── DATA FOR THIS TASK
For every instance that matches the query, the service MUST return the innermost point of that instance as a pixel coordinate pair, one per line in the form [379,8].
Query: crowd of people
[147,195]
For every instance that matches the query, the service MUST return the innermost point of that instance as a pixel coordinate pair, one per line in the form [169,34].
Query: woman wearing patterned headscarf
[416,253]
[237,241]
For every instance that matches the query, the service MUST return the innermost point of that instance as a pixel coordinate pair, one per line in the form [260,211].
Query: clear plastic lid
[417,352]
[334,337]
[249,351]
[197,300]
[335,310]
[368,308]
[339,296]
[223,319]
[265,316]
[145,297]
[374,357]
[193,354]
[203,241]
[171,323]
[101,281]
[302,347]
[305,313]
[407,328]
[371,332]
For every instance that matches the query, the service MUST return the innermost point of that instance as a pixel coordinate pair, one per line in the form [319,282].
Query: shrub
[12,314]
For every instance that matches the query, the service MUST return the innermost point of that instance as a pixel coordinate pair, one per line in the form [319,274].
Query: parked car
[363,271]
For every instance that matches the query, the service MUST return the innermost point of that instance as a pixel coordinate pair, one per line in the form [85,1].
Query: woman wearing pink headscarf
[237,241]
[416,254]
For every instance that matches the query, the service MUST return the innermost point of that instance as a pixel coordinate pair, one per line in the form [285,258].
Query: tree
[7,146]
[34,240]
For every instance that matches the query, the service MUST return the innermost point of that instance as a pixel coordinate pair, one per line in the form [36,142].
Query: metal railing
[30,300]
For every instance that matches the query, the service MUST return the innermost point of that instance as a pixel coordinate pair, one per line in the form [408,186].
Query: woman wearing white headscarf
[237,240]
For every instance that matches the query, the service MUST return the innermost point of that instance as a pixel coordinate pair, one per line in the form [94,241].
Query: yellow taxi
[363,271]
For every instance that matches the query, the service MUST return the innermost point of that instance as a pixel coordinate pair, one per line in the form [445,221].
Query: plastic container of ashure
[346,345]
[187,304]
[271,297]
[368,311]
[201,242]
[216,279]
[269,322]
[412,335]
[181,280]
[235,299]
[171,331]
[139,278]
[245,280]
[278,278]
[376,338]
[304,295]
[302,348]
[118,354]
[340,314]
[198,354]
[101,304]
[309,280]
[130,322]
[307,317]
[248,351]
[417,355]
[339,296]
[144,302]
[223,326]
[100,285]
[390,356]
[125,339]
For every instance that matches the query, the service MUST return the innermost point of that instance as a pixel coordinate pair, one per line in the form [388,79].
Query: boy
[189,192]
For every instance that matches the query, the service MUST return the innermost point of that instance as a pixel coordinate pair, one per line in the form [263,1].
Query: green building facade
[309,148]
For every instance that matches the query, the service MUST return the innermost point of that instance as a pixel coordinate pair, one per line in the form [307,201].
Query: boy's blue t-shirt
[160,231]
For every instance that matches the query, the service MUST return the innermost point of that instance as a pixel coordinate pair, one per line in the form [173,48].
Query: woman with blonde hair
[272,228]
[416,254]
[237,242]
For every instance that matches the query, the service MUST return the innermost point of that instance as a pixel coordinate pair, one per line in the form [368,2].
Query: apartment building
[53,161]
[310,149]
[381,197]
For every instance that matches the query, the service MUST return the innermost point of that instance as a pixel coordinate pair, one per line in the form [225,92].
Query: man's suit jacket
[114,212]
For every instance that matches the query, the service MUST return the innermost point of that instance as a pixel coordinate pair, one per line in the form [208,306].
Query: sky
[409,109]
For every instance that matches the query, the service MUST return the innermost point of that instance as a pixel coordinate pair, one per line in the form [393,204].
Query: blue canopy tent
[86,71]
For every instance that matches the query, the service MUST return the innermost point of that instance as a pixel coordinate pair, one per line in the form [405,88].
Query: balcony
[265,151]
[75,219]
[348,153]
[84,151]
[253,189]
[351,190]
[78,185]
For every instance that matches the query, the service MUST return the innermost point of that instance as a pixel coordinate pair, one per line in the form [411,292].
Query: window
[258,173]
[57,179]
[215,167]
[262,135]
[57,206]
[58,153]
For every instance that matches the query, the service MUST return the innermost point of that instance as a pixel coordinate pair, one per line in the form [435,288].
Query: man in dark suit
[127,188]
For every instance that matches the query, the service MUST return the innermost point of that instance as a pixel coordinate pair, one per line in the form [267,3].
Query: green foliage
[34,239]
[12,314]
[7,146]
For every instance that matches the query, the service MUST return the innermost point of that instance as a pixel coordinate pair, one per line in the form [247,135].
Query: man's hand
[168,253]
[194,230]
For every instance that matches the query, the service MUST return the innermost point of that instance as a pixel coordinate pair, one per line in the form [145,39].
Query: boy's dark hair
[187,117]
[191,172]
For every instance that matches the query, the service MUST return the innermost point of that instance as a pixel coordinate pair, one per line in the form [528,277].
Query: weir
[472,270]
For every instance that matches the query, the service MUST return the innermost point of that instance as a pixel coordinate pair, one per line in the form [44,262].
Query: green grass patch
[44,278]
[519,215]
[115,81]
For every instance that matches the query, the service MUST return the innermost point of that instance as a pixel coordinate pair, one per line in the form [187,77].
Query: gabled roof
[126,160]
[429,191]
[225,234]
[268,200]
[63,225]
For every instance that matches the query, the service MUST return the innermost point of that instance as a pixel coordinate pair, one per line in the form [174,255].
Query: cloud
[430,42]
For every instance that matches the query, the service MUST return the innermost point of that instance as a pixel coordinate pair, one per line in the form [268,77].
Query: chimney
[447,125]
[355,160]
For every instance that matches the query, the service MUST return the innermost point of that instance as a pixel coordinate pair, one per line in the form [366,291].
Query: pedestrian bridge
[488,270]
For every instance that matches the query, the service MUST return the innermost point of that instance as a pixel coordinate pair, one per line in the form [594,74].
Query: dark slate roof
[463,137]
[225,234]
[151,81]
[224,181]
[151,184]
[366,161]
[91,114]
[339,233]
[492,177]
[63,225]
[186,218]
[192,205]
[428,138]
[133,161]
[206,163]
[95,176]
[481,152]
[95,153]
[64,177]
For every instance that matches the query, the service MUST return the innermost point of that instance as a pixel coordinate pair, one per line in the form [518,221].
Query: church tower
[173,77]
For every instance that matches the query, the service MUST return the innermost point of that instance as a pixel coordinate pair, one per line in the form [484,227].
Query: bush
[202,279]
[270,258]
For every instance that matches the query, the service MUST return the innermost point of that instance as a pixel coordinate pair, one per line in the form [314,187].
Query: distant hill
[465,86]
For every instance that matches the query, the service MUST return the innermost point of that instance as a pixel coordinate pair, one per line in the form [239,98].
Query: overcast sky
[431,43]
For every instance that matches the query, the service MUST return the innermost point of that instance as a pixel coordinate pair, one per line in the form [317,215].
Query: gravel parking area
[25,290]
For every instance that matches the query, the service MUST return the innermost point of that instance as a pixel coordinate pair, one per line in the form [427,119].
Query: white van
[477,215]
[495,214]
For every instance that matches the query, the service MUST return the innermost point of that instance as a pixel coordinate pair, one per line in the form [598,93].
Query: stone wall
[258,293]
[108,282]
────
■ YOUR INSTRUCTIONS
Write out the part of the items that opens with the line containing "the form [594,74]." and closes with the end of the items, requests included, and give only those lines. Shift every number in the answer coordinates by adding -44 to it.

■ RESPONSE TO THIS TASK
For every instance that matches the query, the service MUST return the innermost point of that instance as a pixel coordinate pair, one per line in the form [594,74].
Query: dark slate roof
[419,93]
[181,190]
[107,37]
[180,137]
[107,140]
[322,117]
[47,70]
[295,189]
[448,133]
[19,181]
[142,174]
[148,161]
[384,94]
[89,117]
[162,119]
[51,132]
[437,108]
[51,109]
[20,133]
For every instance that matches the query, the service MUST return the innermost point of that instance as a pixel coordinate pair, one per line in the form [518,221].
Query: church tower
[129,33]
For every instance that matches the query, the service MUST return the innermost point of that instance as a pixel coordinate pair, one per line in the form [484,227].
Query: bush
[158,235]
[226,214]
For every instance that matches the query, the service MUST return the innermost point of that instance as a pixel coordinate pair, one per line in the form [314,187].
Query: distant hill
[421,42]
For every instance that matches the query, the service MUST return the innermost point of that instance as a pixel coordinate pair, one per line in the form [239,98].
Query: overcast sky
[387,-1]
For every instance that matches the query, the service MUST return the innermost point of that instance as a pixel coordinate pair, one per line in the form [317,215].
Query: gravel parking area
[-19,246]
For every instance that matches the query, the service MUST return the innermost point of that instance as a pixel coordinate pair, one per line in the form [427,119].
Query: white van
[433,171]
[451,170]
For every instance that matches the query, the service MUST return the innermost point of that instance as a pixel coordinate pair, one per line in the form [598,93].
Query: stone wall
[214,249]
[64,238]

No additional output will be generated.